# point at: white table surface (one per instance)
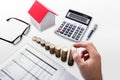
(106, 13)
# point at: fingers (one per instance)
(76, 56)
(88, 46)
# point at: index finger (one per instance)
(87, 45)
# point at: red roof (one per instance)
(38, 11)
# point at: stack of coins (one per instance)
(70, 59)
(52, 48)
(57, 51)
(64, 54)
(47, 45)
(42, 42)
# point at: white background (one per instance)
(106, 13)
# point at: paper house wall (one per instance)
(41, 16)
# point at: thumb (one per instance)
(76, 56)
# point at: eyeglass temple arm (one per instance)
(6, 40)
(18, 20)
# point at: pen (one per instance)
(92, 31)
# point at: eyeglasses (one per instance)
(18, 39)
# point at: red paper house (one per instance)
(41, 16)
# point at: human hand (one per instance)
(89, 61)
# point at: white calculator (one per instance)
(74, 25)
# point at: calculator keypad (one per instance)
(71, 31)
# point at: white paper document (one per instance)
(30, 64)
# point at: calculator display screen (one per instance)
(78, 17)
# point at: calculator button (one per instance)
(82, 29)
(61, 32)
(65, 33)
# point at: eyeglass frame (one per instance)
(20, 36)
★ ★ ★
Description of the task:
Repeat, word for word, the part of the entries that opens with the line containing "# point at: calculator keypad" and continues through the end of the entries.

Solution:
# point at: calculator keypad (one per instance)
(71, 31)
# point at: white paper document (one per instance)
(30, 64)
# point at: calculator display screen (one per instance)
(78, 17)
# point at: calculator button (one per instance)
(82, 29)
(61, 32)
(65, 33)
# point at: eyeglass frame (one per instance)
(20, 36)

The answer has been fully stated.